▸ **Supplied passage**
--------------------
Intel’s next-generation chip delay sparks shares sell-off
Intel’s share price sank more than 16 per cent as markets opened this afternoon, after it said it would be postponing the launch of its next-generation chip.
Intel said it would be pushing back the launch of the 7 nanometre (7nm) chips by six months until 2022, after it identified a “defect” in its manufacturing process.
It also said that it is considering outsourcing some of its manufacturing to third-party suppliers to make up for the delay, and improve its performance against rivals after 2023.
Intel’s current-generation chips are 10mn, and experienced similar delays in the run-up to their launch. Those chips, first promised in 2015, were eventually launched in last year.
The announcement is another blow for Intel, after Apple said last month it would transition away from using the company’s processors for its Mac computers and design its own chips.
It leaves a gap in the market for rivals such as TSMC, AMD and Nvidia, who will now hold sway in their argument for either focusing on building or designing chips, but not doing both like Intel.
In its second-quarter earnings report last night, Intel beat expectations with strong revenue and profit figures despite the coronavirus pandemic.
Revenue for the three months to the end of June was $19.73bn, compared with analysts’ estimates of $18.55bn. Net income rose 22 per cent to $5.1bn.
Ben Barringer, an equity research analyst at Quilter Cheviot, called Intel’s delay and outsourcing announcement “a significant admission of failure” by the chipmaker.
“For many investors, this is like watching Ferrari announce that they have chosen to use Mercedes’ engines — unimaginable.”
--------------------
▸ **Data extract**
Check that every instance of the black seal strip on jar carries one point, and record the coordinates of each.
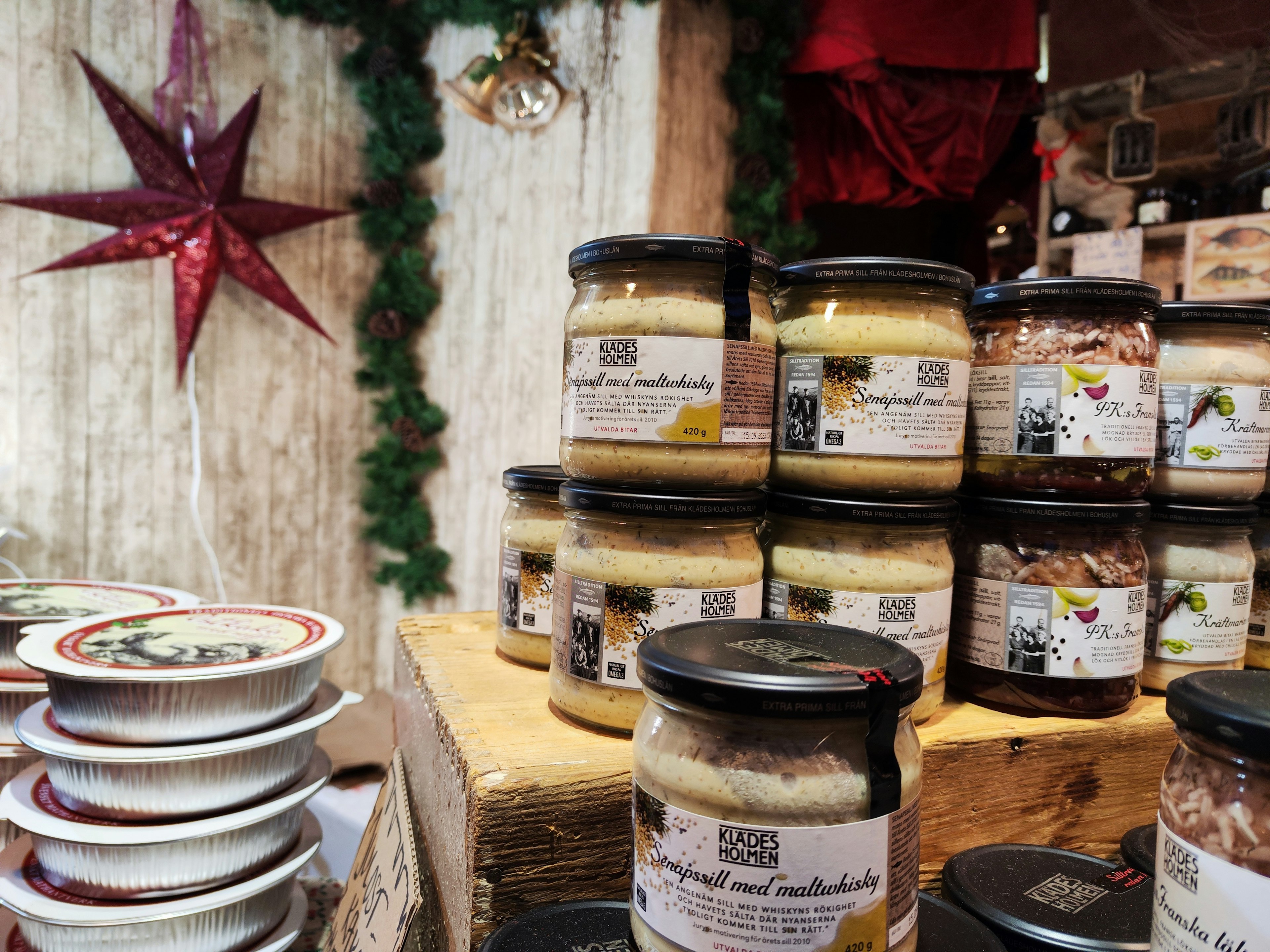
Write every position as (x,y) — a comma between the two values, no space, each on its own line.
(924,512)
(877,271)
(1040,899)
(594,923)
(798,671)
(1183,515)
(1227,707)
(1135,512)
(665,248)
(1213,313)
(534,479)
(1049,290)
(942,927)
(663,503)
--------------------
▸ **Exercises**
[1] From the Intel article above, extract everything from "Intel’s next-generation chip" down to "in last year.", copying the wording precisely.
[2] Which companies does the Intel article above name as rivals of Intel? List each of them.

▸ **Outputs by task**
[1]
Intel’s next-generation chip delay sparks shares sell-off
Intel’s share price sank more than 16 per cent as markets opened this afternoon, after it said it would be postponing the launch of its next-generation chip.
Intel said it would be pushing back the launch of the 7 nanometre (7nm) chips by six months until 2022, after it identified a “defect” in its manufacturing process.
It also said that it is considering outsourcing some of its manufacturing to third-party suppliers to make up for the delay, and improve its performance against rivals after 2023.
Intel’s current-generation chips are 10mn, and experienced similar delays in the run-up to their launch. Those chips, first promised in 2015, were eventually launched in last year.

[2]
TSMC
AMD
Nvidia